A new study from the University of Illinois may provide a novel approach at tackling cold-resistant crop engineering. Stock Photo1 / 2
Snow covered crop field. Stock2 / 2

When temperatures fall below 32 degrees, crops exposed to the elements undergo biochemical changes designed to protect cells from cold stress damage. Scientists identified the genes controlling this phenomena years ago, but have struggled to use the knowledge to engineer cold-resistant crops.

A new study from the University of Illinois may provide a novel approach at tackling cold-resistant crop engineering.

The study, authored by Dr. Gustavo Caetano-Anolles, went beyond traditional approaches of examining a single gene, protein or biochemical pathway and instead simultaneously examined the entire collection of genes, metabolites, pathways and reactions undertaken in a plant's cold stress response.

"The chances are slim that breeders could successfully modify a single gene and achieve greater cold tolerance. We needed to understand the entire system," Caetano-Anolles said. "Our study identifies significant metabolites associated with important traits in a step forward in metabolic profiling techniques."

State-of-the-art gene sequencing provided researchers at the University of Illinois with the possibility to generate a complete list of all the genes and proteins active during the cold stress response, and, using a database, annotated the network involved. The study may have also unintentionally addressed herbicide resistance in weeds.

Work instructions
1) In the article on cold-resistant crops, restate the paragraph beginning "The study, authored by Dr. Gustavo Caetano-Anolles" in a single shorter sentence.
2) According to the article on cold-resistant crops, below what temperature do exposed crops undergo protective biochemical changes?
3) Carry on the article about cold-resistant crops, picking up after its final sentence.

Data to examine
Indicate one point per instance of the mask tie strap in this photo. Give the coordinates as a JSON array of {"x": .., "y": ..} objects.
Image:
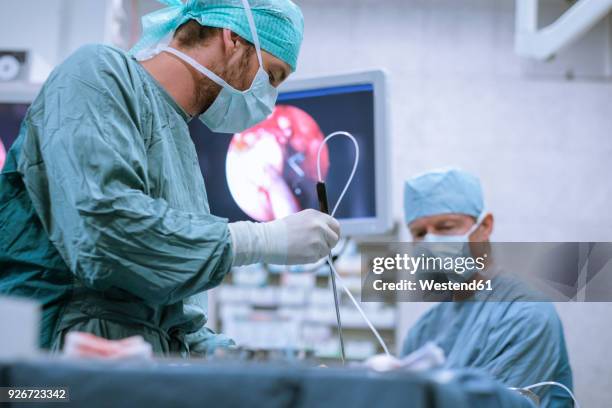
[
  {"x": 214, "y": 77},
  {"x": 249, "y": 13}
]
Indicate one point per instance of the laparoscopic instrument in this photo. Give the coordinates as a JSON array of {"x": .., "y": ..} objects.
[{"x": 334, "y": 276}]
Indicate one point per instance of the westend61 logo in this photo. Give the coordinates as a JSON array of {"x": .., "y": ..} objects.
[
  {"x": 455, "y": 272},
  {"x": 425, "y": 263}
]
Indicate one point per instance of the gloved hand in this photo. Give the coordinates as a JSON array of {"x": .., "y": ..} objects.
[{"x": 299, "y": 238}]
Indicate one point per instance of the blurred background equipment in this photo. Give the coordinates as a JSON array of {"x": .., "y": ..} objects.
[
  {"x": 271, "y": 168},
  {"x": 19, "y": 325}
]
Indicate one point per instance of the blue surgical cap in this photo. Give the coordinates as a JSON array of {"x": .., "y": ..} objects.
[
  {"x": 279, "y": 23},
  {"x": 442, "y": 192}
]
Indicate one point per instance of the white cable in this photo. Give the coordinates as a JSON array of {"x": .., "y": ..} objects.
[
  {"x": 329, "y": 259},
  {"x": 543, "y": 383},
  {"x": 355, "y": 163}
]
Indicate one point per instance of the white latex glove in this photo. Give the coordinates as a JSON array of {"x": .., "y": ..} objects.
[{"x": 299, "y": 238}]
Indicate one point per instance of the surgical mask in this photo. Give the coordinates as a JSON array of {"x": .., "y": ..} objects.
[
  {"x": 453, "y": 247},
  {"x": 234, "y": 111}
]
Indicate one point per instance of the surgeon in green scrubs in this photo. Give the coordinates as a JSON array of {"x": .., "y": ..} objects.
[
  {"x": 104, "y": 217},
  {"x": 503, "y": 332}
]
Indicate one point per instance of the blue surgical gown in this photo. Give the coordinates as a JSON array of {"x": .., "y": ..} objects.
[
  {"x": 519, "y": 342},
  {"x": 104, "y": 217}
]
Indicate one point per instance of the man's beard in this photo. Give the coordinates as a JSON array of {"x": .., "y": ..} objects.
[{"x": 207, "y": 91}]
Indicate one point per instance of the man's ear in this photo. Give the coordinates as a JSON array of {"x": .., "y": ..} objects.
[
  {"x": 487, "y": 226},
  {"x": 231, "y": 41}
]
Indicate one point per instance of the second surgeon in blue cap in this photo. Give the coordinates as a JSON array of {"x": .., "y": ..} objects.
[{"x": 517, "y": 341}]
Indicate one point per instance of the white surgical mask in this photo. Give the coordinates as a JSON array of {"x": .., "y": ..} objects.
[
  {"x": 454, "y": 246},
  {"x": 234, "y": 111}
]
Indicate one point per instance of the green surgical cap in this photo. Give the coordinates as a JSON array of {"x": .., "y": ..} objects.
[
  {"x": 442, "y": 192},
  {"x": 280, "y": 24}
]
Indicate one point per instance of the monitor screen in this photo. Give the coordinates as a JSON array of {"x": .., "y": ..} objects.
[{"x": 270, "y": 170}]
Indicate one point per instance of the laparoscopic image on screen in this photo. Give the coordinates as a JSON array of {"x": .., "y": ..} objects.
[{"x": 270, "y": 170}]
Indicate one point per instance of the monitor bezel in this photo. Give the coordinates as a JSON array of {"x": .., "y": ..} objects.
[{"x": 381, "y": 223}]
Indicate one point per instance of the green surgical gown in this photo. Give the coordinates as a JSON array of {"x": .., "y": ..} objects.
[
  {"x": 517, "y": 341},
  {"x": 104, "y": 217}
]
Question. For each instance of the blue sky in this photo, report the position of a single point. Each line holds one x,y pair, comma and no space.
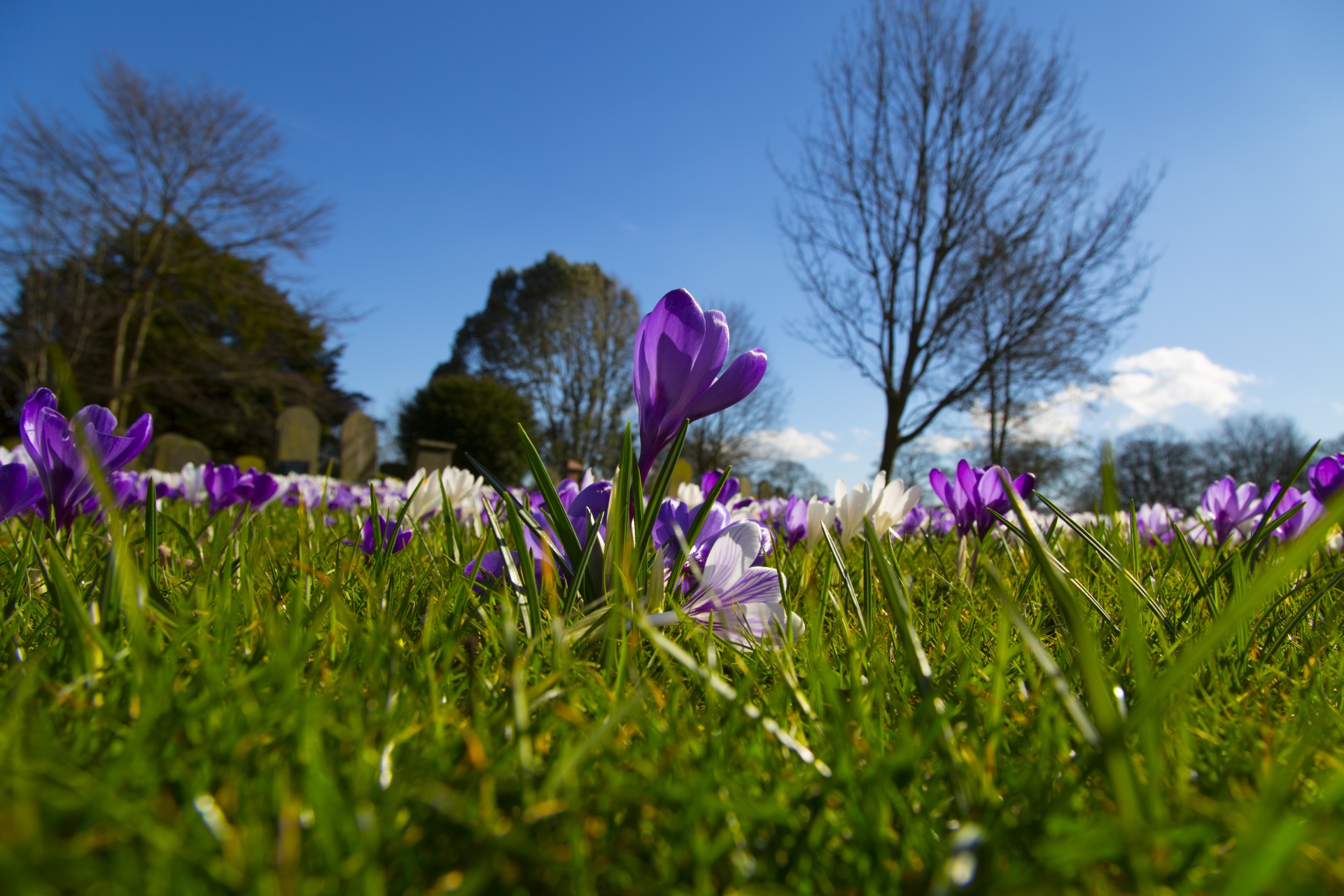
461,139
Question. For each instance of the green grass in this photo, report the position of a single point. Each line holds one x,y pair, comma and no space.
264,711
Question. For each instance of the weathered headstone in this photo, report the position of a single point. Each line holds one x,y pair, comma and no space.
174,451
358,448
433,456
682,475
298,433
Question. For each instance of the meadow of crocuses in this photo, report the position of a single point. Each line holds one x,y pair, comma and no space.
220,680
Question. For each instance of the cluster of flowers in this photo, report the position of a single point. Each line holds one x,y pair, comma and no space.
50,475
679,377
1230,512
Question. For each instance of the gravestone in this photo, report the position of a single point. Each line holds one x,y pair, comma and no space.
298,433
358,448
174,451
682,475
433,456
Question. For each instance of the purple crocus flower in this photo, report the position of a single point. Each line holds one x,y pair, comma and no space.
20,489
1294,527
128,488
491,570
580,505
226,486
941,522
794,520
1228,507
679,351
1158,523
974,492
1327,476
54,447
390,533
742,599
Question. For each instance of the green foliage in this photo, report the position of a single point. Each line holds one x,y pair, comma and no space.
225,348
559,333
477,413
261,710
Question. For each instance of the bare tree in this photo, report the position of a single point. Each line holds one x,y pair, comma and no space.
724,438
167,160
949,162
562,333
1253,449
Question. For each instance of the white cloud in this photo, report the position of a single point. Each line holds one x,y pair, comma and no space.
790,445
944,444
1155,384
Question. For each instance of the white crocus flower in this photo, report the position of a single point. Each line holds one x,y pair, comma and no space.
891,503
425,495
743,601
194,482
851,507
820,514
461,488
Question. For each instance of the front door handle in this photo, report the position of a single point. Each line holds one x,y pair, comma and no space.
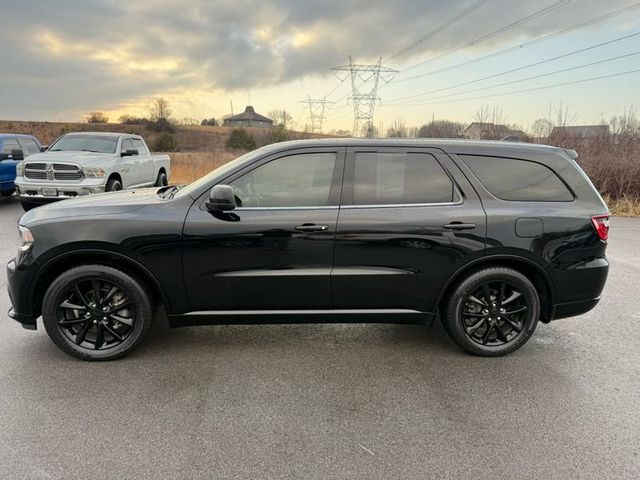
459,226
312,227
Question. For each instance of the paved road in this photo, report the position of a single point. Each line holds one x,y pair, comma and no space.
330,401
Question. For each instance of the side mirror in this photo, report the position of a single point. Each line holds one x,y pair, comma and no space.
17,155
221,198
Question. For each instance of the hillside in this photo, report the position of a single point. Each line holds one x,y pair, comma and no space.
190,138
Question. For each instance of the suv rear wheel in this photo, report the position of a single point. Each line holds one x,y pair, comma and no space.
492,312
95,312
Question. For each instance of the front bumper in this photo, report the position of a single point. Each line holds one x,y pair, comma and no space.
18,281
36,192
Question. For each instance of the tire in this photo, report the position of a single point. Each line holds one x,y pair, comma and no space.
113,185
162,180
496,327
26,206
110,329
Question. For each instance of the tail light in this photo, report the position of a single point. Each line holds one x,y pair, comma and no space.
601,224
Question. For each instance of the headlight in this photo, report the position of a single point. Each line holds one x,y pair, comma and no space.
93,172
26,239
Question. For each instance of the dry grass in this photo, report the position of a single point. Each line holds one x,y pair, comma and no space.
186,167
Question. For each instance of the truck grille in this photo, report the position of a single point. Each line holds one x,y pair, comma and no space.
52,171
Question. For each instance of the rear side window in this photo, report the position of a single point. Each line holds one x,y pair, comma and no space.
382,178
518,180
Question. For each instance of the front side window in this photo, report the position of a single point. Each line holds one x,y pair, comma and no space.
85,143
518,180
9,145
302,180
139,145
29,146
399,178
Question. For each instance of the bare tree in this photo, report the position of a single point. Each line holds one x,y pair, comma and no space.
97,117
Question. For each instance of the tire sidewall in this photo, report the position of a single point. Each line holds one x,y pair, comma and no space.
58,291
454,319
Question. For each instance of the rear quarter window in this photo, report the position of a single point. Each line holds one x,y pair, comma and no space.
518,180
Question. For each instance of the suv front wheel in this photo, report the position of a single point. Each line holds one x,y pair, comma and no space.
492,312
96,312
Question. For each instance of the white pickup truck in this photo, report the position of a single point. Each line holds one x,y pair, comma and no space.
89,162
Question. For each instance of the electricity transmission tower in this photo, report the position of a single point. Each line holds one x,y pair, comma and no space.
316,112
364,90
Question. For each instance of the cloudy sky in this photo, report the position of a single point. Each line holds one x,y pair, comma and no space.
61,59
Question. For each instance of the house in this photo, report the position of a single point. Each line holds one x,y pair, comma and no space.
579,132
248,118
490,131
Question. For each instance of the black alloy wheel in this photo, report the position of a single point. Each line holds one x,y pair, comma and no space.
97,312
492,312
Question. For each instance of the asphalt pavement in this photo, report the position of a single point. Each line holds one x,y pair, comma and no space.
330,401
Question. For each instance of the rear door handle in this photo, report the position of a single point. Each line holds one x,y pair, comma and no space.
312,227
459,226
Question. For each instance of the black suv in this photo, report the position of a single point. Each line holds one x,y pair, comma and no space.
491,236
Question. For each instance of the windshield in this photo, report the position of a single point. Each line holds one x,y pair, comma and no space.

Responses to the exercise
1) Rather than studying one gene, protein or biochemical pathway, Dr. Gustavo Caetano-Anolles's study examined all the genes, metabolites, pathways and reactions of a plant's cold stress response at once.

2) Below 32 degrees.

3)
"Our analysis revealed stress-associated metabolites in numerous pathways that we didn't think would respond to cold stress, including amino acids, carbohydrates, lipids, hormones, photosynthesis and signaling pathways," Caetano-Anolles said. "The study opened remarkable opportunities for genetic engineering and synthetic biology moving forward."

In North Dakota, the prospects of a cold-resistant crop is music to farmers' ears.

"We could use that in our wheat for sure," Doug Opland, a United Agronomy LLC agronomist, said. "If we could seed half of our wheat in the fall and it would be ready to grow again in the spring, that would take the pressure off."

The study has been touted as a big step in one day engineering cold-tolerant crops, such as winter soybeans, corn, wheat and cotton—each potentially immune to the harsh winters experienced in the Midwest.

"It would be huge up in this country if you could seed half your crop in the fall and the winter wouldn't kill it; it would be huge," Opland said. "This is especially big if you have a late spring, which we've had. It's terrible. You have three weeks to get everything in, so a real-world application of a true cold-tolerant crop would be a real pressure relief."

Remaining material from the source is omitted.